_AUFGABEN_:
a) Kopiere aus dem Interview über den Hauptverband wortgetreu den Abschnitt von „Erich Laminger: Schade“ bis einschließlich „aus eigener Erfahrung.“.
b) Greif das Interview über den Hauptverband dort auf, wo es aufhört, und führe es weiter.

_VORLIEGENDER TEXT_:
▬▬▬

Ex-Chef über den Hauptverband: „Man muss Trägheit bewegen lernen“
Was kommt auf Alexander Biach, der wohl neue Chef des Hauptverbandes der Sozialversicherungsträger, zu? Nach dem Rücktritt von Mag. Ulrike Rabmer-Koller als Vorstandsvorsitzende wird heftig diskutiert, ob große Strukturreformen überhaupt möglich sind. Ja, meint einer ihrer Vorgänger, Dr. Erich Laminger, im Interview.
Das Riesenschiff Hauptverband zu steuern, wird wohl einiges von Alexander Biach, derzeit stv. Obmann der Wiener Gebietskrankenkasse und stv. Direktor der Wiener Wirtschaftskammer, abverlangen. Rabmer-Koller begründete ihren überraschenden Rücktritt, dass „erforderliche große System- und Strukturreformen in der aktuellen Aufstellung und mit fehlendem politischen Willen nicht machbar“ seien. Doch auch der Unternehmerin wird mangelndes politisches Geschick vorgeworfen, sie hätte sich zu wenig um interne Abstimmungen gekümmert. „Altkapitän“, Systemkenner und Mediator Dr. Erich Laminger in einer Retrospektive, wie Reformen gelingen könnten.
medONLINE.at: Was ist Ihnen durch den Kopf gegangen, als Sie vom Rücktritt Ulrike Rabmer-Kollers erfahren haben?
Erich Laminger: Schade – schon wieder ein Wechsel. Insofern, weil der Hauptverband ja in letzter Zeit zu häufig einen Führungswechsel im Verbandsvorstand hat. Und das ist natürlich für das Bewegen der Dinge, die bewegt werden sollen, nicht gut. Eine (Sozial)Partnerschaft, die mutige neue Schritte gehen soll, setzt auch voraus, dass man ein wechselseitiges Vertrauen aufbaut, das dauert eine gewisse Zeit, das weiß ich aus eigener Erfahrung.

▬▬▬

_DATENSATZAUSZÜGE_:
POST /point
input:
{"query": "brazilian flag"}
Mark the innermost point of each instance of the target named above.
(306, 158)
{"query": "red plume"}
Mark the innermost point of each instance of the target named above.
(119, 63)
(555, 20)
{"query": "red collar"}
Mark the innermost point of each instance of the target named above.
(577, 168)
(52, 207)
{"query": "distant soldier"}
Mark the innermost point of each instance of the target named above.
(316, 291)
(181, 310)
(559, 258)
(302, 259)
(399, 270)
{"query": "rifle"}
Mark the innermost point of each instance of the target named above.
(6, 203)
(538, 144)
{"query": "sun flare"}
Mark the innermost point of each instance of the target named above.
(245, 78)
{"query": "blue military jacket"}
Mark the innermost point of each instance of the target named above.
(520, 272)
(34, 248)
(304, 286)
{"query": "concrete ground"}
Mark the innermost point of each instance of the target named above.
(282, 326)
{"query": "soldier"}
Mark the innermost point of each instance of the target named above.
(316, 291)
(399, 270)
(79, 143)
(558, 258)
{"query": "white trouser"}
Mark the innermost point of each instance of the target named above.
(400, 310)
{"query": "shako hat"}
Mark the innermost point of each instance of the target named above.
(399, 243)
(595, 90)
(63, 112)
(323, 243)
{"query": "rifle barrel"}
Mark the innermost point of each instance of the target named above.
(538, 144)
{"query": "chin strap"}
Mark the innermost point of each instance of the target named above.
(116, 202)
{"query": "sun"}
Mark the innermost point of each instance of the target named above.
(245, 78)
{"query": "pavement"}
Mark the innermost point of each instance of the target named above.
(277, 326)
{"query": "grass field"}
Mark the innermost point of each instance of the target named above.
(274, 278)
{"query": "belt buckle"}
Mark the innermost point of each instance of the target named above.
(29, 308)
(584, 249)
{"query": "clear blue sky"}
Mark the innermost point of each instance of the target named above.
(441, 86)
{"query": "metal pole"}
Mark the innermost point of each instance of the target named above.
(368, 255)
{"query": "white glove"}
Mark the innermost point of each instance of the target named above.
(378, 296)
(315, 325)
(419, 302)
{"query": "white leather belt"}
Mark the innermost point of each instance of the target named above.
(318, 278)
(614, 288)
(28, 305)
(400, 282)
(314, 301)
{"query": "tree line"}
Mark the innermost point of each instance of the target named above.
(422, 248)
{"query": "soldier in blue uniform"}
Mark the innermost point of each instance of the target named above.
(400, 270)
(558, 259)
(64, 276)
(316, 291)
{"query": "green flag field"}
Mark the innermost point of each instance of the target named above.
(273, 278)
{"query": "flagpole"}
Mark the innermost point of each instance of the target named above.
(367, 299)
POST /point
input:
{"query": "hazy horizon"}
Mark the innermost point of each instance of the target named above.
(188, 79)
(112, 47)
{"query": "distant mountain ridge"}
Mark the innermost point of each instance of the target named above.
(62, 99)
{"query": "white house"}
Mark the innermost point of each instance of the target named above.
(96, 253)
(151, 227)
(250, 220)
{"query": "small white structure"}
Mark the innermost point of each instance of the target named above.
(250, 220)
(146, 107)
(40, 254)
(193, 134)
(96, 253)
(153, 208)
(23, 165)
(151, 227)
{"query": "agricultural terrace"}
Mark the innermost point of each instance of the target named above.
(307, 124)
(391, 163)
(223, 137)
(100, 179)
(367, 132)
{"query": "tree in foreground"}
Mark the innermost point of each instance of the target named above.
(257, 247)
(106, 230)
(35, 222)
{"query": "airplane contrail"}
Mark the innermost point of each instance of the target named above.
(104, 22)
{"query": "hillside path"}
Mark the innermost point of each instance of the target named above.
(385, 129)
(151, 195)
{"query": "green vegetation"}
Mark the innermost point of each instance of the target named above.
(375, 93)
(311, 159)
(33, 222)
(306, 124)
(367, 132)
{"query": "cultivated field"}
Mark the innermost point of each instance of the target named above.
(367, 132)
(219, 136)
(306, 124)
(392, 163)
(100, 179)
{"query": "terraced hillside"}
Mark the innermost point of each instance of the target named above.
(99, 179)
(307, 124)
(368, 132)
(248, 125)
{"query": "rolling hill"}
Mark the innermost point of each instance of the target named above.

▬▬▬

_LÖSUNGEN_:
a)
Erich Laminger: Schade – schon wieder ein Wechsel. Insofern, weil der Hauptverband ja in letzter Zeit zu häufig einen Führungswechsel im Verbandsvorstand hat. Und das ist natürlich für das Bewegen der Dinge, die bewegt werden sollen, nicht gut. Eine (Sozial)Partnerschaft, die mutige neue Schritte gehen soll, setzt auch voraus, dass man ein wechselseitiges Vertrauen aufbaut, das dauert eine gewisse Zeit, das weiß ich aus eigener Erfahrung.

b)
Sie standen an der HV-Spitze von 2005 bis 2009. Auch Sie hatten in einem Interview mit Medical Tribune Anfang 2008 tiefgreifende Strukturreformen gefordert. Gilt das auch heute noch, neun Jahre später?
Ja, denn der Patient ist im Prinzip entmündigt. Sein Potential als konstruktiv Mitwirkender und alles letztlich irgendwie zahlender Bürger wird weder gefordert noch gefördert. Er ist offensichtlich auch nicht als selbstbewusster Beitragender erwünscht. Er kriegt zwar irgendwie alles, aber manchmal muss er sehr lange darauf warten, z.B. bei Fachärzten und in den Ambulanzen, und manches klappt nur „privat“. Wir haben heute auch eine Situation, in der der Allgemeinmediziner seine Wertschätzung verloren hat. Der Allgemeinmediziner darf nämlich nicht bloß „Gatekeeper“ sein, der vornehmlich auf Zuweisungen, Medikamentenumschreibungen, Krankschreibungen und ähnliche „Gesundheitsadministrationstätigkeiten“ reduziert ist. Er muss in der Wertschätzung gleichsam der „persönliche Haus- und Hofarzt“ sein, den man mit jeder Selbstverständlichkeit primär anspricht, wenn man ärztliche Hilfe sucht.
So wie Sie hatte Rabmer-Koller eine Modernisierung des Leistungskatalogs auf ihrer Reformagenda.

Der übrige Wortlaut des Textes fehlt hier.